** START **

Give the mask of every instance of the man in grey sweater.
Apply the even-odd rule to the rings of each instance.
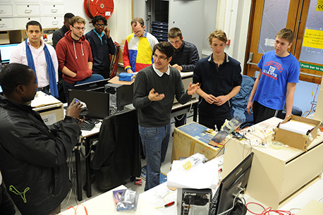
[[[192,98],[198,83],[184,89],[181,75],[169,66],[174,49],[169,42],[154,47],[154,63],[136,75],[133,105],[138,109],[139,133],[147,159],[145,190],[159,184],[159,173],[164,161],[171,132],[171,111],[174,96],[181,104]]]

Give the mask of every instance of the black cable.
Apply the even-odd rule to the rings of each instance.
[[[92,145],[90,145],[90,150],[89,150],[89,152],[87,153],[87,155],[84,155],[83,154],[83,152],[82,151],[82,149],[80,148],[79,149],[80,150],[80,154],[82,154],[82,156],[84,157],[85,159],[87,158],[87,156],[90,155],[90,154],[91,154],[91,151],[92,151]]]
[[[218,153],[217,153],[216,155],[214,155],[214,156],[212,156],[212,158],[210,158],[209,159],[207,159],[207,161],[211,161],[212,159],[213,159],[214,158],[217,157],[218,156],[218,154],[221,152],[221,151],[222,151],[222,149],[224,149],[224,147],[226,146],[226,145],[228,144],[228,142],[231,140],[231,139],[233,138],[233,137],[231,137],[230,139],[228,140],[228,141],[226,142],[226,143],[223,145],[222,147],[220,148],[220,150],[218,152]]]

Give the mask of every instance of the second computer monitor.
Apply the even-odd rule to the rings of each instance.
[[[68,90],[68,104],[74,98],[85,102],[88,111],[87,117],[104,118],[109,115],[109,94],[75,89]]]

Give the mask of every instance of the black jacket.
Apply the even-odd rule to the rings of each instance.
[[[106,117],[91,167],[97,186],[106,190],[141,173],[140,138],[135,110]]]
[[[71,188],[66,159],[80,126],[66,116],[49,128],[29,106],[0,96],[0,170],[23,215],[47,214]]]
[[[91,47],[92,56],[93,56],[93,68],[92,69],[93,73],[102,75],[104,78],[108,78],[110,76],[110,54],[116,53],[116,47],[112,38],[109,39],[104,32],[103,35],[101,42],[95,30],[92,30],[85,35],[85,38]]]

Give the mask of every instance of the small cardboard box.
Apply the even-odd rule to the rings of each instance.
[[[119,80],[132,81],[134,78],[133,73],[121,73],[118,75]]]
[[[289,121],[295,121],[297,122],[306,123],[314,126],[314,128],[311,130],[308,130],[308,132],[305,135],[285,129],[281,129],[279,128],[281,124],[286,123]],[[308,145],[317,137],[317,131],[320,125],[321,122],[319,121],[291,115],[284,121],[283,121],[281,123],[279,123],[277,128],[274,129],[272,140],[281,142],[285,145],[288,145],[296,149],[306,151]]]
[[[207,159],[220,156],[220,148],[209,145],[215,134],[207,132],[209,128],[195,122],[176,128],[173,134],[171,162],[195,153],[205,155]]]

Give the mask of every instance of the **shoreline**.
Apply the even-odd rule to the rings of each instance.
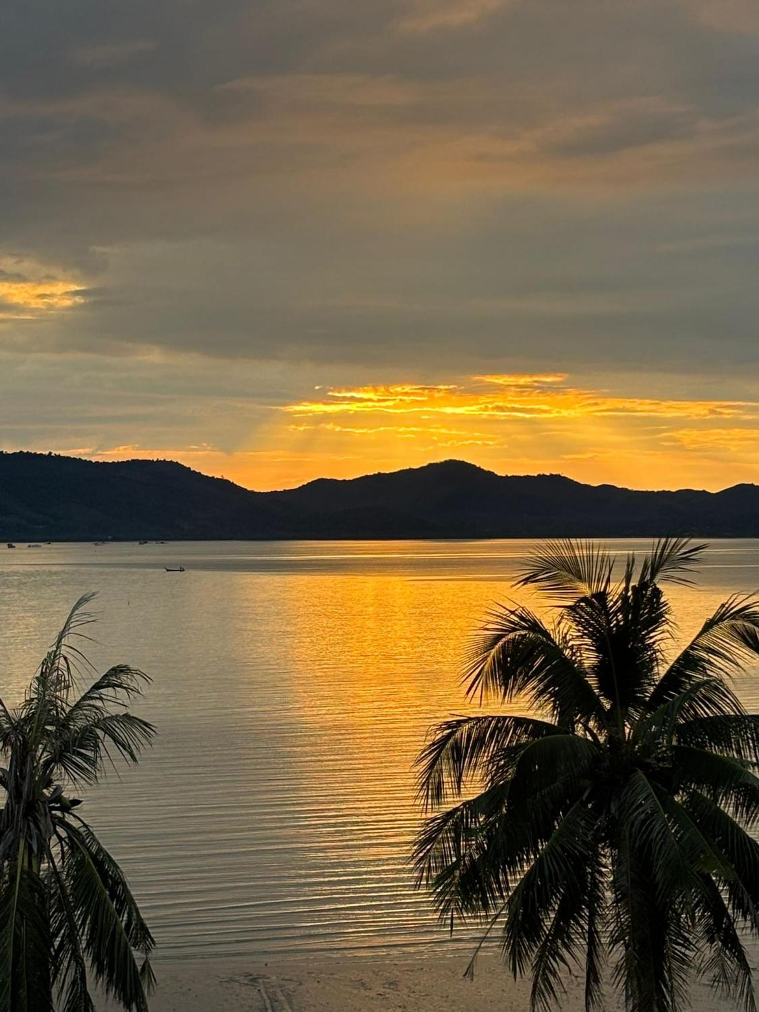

** END **

- **TASK TO COMPLETE**: Please copy everything from the line containing "Give the mask of every instance of the small" down to the end of the entries, requests included, shifting every coordinate in the answers by adding 114 to it, and leave the pictures out.

- **ANSWER BELOW**:
Give the mask of every instance of the small cardboard box.
Apply the even-odd rule to the rings of each instance.
[[[233,194],[246,195],[248,192],[247,187],[235,187],[232,189]]]
[[[403,235],[409,235],[411,236],[420,237],[428,240],[428,242],[425,244],[422,244],[422,246],[419,249],[399,243],[395,243],[393,242],[395,238],[400,237]],[[422,259],[431,251],[431,245],[434,239],[435,236],[433,235],[405,229],[398,235],[397,235],[395,237],[393,237],[391,242],[388,243],[386,254],[395,256],[399,259],[402,259],[410,263],[420,265]]]
[[[321,273],[334,270],[334,262],[323,259],[329,248],[321,246],[323,242],[309,236],[290,242],[287,248],[285,276],[309,267],[319,269]]]

Give the mask of every instance of the **shoreline**.
Apply the even-odd rule to the rings of each instance.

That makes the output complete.